### Фрагмент:

Автор работы: Пользователь скрыл имя, 06 Июля 2012 в 12:14, реферат
Редьярд Киплинг ворвался в английскую литературу, как «беззаконная комета». Когда в конце 1889 года он, совсем еще молодой журналист из индийских колоний, сошел на британский берег, лишь несколько человек в столице знало о его существовании, а через несколько месяцев он уже мог считать себя самым знаменитым писателем Англии.
Профессиональная репортерская выучка не только помогла Киплингу получить глубокое знание разных сторон индийской жизни, которая долгие годы будет служить ему надежным источником творчества, но и повлияла на построение киплинговского образа личности – той маски, в которой он представит себя миру. Если можно говорить о театрализованной позе Киплинга, то эта поза не участника, но ироничного зрителя, циника, вездесущего регистратора событий и коллекционера характеров, бывалого человека, отлично знающего «жизнь как она есть», но эмоционально от нее отчужденного. «Киплинг видел значительно больше, чем чувствовал», - сказал о нем один проницательный современник, уловив характернейшую особенность его жизненной позиции. Защитный механизм отчужденности и безразличия, выработанный еще в «Доме Отчаяния», за семь лет газетной работы превратился в тип литературного и бытового поведения: подлинное «я» старательно прячется от посторонних взоров, а взамен предлагается искусно стилизованный образ «специального корреспондента», который вступает с реальностью лишь в чисто профессиональный контакт. И вновь открытая Киплингом Индия – огромная, многоликая и многоукладная страна, где соприкасались две великие культуры, «Запад и Восток», и где поэтому можно было с легкостью добыть материал для алчного журналистского взора и слуха, - предоставила его художественному мышлению достаточно новых, еще не освоенных традицией сюжетов, образов, мотивов, знаков, чтобы репортажность стала литературным приемом.

[Точечная разметка фотографий]
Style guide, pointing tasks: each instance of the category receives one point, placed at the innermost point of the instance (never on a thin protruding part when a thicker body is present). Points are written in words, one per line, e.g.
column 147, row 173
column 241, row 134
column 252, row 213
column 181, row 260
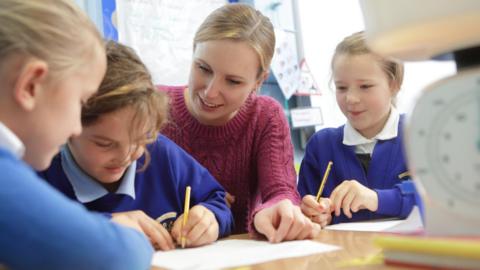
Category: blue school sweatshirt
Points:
column 387, row 164
column 41, row 229
column 159, row 190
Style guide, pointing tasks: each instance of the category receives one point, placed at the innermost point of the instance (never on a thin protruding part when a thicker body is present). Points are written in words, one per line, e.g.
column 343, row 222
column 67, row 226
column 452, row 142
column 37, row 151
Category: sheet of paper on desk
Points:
column 231, row 253
column 412, row 224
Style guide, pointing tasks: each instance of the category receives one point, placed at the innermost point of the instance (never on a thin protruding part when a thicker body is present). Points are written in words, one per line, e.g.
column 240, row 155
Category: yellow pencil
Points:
column 325, row 177
column 186, row 208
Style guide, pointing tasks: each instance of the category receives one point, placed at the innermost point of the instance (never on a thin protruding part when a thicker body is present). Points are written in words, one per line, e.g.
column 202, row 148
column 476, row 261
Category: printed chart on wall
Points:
column 161, row 32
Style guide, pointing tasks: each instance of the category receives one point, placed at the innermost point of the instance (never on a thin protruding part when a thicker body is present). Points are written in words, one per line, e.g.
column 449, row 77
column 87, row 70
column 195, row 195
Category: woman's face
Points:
column 222, row 76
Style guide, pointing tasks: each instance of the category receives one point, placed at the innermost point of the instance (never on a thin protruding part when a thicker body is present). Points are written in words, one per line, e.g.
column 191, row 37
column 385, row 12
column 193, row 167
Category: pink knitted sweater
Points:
column 251, row 156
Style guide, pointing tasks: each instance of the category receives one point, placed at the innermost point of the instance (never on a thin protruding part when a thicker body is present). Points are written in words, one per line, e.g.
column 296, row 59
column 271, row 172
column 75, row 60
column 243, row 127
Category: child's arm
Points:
column 201, row 228
column 158, row 235
column 318, row 212
column 397, row 201
column 39, row 227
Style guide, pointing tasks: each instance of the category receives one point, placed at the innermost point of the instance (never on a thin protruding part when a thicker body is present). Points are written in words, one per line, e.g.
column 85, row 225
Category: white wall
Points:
column 323, row 25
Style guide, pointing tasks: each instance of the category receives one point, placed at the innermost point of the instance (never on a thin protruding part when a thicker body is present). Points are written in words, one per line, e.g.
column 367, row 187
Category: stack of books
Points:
column 427, row 251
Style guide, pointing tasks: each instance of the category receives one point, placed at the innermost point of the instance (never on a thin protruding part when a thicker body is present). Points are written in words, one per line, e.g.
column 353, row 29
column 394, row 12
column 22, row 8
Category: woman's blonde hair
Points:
column 355, row 45
column 128, row 83
column 240, row 22
column 55, row 31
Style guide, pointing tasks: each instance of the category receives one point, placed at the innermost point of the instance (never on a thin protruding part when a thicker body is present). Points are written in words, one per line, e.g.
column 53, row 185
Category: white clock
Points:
column 443, row 149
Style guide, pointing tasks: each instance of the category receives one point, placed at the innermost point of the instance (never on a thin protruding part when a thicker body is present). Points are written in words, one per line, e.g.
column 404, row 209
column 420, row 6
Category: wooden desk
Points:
column 354, row 245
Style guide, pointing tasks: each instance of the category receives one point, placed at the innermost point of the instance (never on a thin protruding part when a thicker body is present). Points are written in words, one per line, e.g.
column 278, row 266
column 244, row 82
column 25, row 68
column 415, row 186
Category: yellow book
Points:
column 432, row 245
column 430, row 251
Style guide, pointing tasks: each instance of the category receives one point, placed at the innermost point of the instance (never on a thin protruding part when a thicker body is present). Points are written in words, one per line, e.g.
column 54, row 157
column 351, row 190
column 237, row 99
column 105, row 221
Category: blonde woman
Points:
column 242, row 138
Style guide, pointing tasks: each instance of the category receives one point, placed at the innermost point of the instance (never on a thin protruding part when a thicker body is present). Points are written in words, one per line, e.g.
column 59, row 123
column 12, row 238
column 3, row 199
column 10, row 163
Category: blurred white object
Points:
column 443, row 132
column 418, row 30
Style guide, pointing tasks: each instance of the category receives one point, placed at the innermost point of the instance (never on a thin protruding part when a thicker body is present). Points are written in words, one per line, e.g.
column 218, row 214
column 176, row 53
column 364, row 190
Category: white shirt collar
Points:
column 11, row 142
column 364, row 145
column 86, row 188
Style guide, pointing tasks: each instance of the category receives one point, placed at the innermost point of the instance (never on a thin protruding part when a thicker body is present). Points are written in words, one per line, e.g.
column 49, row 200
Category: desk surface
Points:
column 355, row 246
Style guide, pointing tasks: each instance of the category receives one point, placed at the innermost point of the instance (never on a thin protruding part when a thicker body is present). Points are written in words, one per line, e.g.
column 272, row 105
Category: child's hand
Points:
column 158, row 235
column 201, row 229
column 285, row 221
column 229, row 199
column 352, row 196
column 319, row 212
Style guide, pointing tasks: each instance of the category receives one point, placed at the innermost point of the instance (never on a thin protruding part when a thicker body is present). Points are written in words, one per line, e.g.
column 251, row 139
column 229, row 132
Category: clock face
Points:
column 443, row 143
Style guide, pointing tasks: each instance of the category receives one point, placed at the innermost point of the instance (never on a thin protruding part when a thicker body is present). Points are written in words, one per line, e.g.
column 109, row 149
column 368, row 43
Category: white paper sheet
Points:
column 231, row 253
column 410, row 225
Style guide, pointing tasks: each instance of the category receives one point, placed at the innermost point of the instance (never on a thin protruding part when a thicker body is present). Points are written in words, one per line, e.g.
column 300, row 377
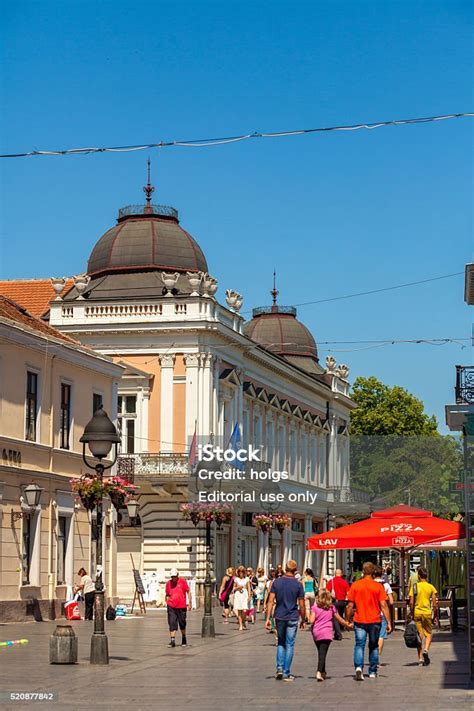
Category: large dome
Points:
column 277, row 329
column 146, row 237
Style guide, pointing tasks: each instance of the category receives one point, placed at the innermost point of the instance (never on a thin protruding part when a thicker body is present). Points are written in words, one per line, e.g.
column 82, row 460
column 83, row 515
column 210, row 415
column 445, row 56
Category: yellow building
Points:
column 49, row 387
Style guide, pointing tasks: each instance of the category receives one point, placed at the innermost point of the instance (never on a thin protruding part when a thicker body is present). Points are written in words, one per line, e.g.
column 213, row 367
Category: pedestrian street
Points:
column 234, row 669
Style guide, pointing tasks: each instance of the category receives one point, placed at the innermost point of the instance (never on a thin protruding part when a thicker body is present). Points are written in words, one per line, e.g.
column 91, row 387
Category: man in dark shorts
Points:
column 178, row 601
column 288, row 594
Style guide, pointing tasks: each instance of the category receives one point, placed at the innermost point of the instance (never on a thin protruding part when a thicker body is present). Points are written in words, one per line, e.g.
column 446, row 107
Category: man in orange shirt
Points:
column 369, row 598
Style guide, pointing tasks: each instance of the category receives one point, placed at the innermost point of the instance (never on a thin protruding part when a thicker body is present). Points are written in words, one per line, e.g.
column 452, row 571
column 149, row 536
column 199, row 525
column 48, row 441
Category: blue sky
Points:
column 333, row 213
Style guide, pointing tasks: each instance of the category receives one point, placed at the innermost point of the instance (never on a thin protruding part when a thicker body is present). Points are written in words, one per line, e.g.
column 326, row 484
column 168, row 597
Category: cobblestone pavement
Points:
column 233, row 670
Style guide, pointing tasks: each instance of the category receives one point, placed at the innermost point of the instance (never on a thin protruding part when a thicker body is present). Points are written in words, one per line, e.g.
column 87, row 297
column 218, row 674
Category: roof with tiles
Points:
column 33, row 294
column 12, row 311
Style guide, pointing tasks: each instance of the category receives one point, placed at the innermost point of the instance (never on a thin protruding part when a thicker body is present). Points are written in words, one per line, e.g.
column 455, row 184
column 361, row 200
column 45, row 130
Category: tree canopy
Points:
column 384, row 410
column 397, row 454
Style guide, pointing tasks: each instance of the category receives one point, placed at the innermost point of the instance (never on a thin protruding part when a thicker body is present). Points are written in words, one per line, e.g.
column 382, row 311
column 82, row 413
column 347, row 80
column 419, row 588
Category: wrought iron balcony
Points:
column 160, row 465
column 349, row 495
column 464, row 384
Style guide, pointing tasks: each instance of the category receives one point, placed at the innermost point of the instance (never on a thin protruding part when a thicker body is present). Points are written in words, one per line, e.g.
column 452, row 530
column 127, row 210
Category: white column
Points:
column 215, row 398
column 144, row 433
column 166, row 429
column 206, row 394
column 191, row 362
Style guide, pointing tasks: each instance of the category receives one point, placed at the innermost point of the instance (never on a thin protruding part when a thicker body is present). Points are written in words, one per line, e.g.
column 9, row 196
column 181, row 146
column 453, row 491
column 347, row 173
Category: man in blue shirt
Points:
column 288, row 594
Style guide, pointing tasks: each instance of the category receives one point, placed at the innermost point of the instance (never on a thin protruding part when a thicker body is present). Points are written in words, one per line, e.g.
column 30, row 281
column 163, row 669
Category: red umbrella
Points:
column 400, row 527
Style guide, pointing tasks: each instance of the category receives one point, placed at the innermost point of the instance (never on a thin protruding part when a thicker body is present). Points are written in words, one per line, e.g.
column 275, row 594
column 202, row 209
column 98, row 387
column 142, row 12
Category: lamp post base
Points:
column 99, row 649
column 208, row 629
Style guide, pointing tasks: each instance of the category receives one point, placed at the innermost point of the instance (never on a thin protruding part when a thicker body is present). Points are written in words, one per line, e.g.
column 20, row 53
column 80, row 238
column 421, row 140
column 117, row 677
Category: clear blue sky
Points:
column 333, row 213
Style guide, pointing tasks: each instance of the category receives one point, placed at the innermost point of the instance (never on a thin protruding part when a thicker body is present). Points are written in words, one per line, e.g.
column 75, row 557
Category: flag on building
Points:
column 192, row 455
column 235, row 444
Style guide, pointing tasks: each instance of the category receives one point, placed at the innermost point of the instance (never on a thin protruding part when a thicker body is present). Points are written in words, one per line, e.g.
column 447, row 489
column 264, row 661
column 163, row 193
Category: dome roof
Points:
column 277, row 329
column 146, row 237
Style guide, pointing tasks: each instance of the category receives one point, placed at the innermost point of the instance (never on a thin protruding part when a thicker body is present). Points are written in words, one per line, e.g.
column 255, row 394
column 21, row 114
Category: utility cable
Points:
column 207, row 142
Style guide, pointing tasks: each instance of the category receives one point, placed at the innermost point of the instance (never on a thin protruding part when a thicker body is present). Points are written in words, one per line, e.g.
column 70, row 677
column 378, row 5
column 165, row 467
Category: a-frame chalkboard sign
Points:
column 139, row 589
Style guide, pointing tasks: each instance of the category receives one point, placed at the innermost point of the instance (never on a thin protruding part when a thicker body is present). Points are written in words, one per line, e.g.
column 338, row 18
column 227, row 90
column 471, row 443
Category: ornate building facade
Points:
column 49, row 388
column 192, row 365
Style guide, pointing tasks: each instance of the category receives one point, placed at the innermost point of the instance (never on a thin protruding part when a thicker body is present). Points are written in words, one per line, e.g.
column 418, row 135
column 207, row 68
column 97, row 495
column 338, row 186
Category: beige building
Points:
column 148, row 300
column 49, row 387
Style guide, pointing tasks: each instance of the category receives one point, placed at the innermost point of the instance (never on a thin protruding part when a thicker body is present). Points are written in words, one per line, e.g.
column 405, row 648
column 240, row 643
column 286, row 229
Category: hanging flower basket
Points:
column 90, row 489
column 281, row 521
column 196, row 512
column 263, row 522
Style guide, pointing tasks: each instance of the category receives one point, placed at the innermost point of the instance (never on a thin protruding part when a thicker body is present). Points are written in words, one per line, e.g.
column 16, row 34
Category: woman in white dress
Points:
column 242, row 594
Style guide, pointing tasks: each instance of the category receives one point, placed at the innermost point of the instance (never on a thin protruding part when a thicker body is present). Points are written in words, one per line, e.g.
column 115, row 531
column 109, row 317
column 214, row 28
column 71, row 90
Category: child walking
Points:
column 321, row 618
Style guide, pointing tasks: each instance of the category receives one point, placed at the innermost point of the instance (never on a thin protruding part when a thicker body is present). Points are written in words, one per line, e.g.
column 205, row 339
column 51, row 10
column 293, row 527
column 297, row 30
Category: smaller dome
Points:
column 277, row 329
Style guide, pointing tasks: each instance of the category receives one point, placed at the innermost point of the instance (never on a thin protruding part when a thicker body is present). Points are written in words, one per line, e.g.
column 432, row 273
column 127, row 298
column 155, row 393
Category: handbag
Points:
column 412, row 636
column 225, row 592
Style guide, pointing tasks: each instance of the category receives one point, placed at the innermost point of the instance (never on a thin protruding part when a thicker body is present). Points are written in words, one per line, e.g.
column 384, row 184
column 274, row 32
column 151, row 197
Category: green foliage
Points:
column 397, row 453
column 382, row 410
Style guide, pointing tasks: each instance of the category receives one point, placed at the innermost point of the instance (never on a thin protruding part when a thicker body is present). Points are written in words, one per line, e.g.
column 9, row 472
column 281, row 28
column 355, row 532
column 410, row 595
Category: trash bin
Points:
column 63, row 646
column 71, row 610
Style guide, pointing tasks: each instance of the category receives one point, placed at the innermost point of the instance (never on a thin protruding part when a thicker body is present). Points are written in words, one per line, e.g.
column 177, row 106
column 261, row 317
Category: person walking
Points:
column 309, row 584
column 322, row 617
column 225, row 590
column 242, row 593
column 423, row 600
column 339, row 587
column 379, row 578
column 253, row 595
column 261, row 585
column 87, row 588
column 369, row 599
column 287, row 594
column 178, row 601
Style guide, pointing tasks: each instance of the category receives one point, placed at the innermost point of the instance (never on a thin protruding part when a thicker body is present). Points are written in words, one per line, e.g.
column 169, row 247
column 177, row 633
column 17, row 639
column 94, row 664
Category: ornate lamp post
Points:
column 208, row 627
column 99, row 434
column 271, row 488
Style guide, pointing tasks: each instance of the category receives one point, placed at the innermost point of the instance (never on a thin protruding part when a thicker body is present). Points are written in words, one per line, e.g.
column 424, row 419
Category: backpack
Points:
column 411, row 636
column 110, row 613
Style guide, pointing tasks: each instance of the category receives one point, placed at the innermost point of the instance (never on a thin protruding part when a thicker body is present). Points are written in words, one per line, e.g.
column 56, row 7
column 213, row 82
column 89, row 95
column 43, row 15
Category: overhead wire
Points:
column 218, row 141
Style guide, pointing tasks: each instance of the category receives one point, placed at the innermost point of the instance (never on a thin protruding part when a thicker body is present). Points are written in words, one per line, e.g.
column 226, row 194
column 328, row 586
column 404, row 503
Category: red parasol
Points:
column 400, row 527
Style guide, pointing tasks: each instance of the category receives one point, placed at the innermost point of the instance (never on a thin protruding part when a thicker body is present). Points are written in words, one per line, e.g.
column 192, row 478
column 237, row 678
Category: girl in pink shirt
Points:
column 321, row 618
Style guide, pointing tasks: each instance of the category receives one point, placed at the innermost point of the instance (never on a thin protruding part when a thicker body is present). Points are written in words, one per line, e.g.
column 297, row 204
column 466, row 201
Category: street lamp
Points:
column 99, row 434
column 273, row 489
column 32, row 494
column 208, row 628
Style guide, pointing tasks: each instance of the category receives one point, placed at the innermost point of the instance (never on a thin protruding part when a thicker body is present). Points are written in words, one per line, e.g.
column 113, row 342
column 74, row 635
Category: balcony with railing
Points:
column 153, row 466
column 459, row 414
column 464, row 384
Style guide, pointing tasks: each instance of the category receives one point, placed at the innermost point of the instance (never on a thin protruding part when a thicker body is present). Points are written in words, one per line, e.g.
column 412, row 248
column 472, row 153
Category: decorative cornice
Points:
column 191, row 360
column 167, row 360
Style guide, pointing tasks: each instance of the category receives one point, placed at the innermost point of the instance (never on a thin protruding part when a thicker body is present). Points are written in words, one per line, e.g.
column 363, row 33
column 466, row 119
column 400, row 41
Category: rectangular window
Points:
column 26, row 551
column 130, row 436
column 97, row 402
column 61, row 553
column 31, row 405
column 131, row 404
column 65, row 423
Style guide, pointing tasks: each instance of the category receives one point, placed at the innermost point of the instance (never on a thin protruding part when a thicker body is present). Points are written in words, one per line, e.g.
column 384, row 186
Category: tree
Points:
column 396, row 451
column 382, row 410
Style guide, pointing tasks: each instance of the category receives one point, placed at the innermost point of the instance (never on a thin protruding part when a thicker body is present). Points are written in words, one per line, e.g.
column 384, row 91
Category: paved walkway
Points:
column 233, row 670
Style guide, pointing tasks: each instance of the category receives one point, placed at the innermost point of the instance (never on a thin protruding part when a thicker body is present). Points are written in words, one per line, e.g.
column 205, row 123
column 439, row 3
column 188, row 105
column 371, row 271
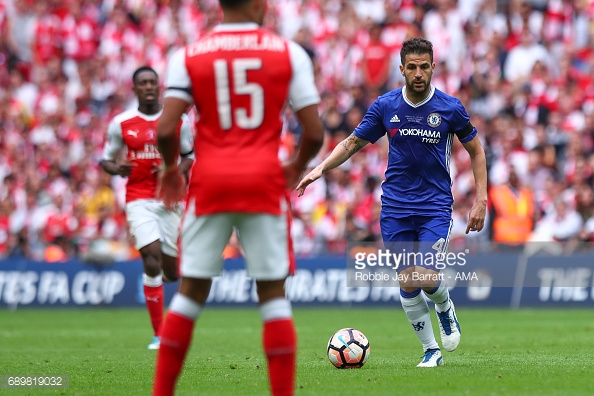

### Задание A:
Отредактируйте отрывок текста о Киплинге от «Автор работы: Пользователь» до «знаменитым писателем Англии.»: приведите его, поставив «репортер» вместо «журналист».
### Задание B:
Перескажите короче абзац текста о Киплинге, начинающийся словами «Редьярд Киплинг ворвался», сохранив его главные факты.
### Задание C:
Назовите все новые, еще не освоенные традицией вещи, которые, по тексту о Киплинге, Индия предоставила его художественному мышлению.

### Ответ A:
Автор работы: Пользователь скрыл имя, 06 Июля 2012 в 12:14, реферат
Редьярд Киплинг ворвался в английскую литературу, как «беззаконная комета». Когда в конце 1889 года он, совсем еще молодой репортер из индийских колоний, сошел на британский берег, лишь несколько человек в столице знало о его существовании, а через несколько месяцев он уже мог считать себя самым знаменитым писателем Англии.

### Ответ B:
Редьярд Киплинг стремительно вошел в английскую литературу. В конце 1889 года он, молодой журналист из индийских колоний, прибыл в Британию почти никому не известным. Уже через несколько месяцев он мог считать себя самым знаменитым писателем Англии.

### Ответ C:
Сюжеты, образы, мотивы, знаки.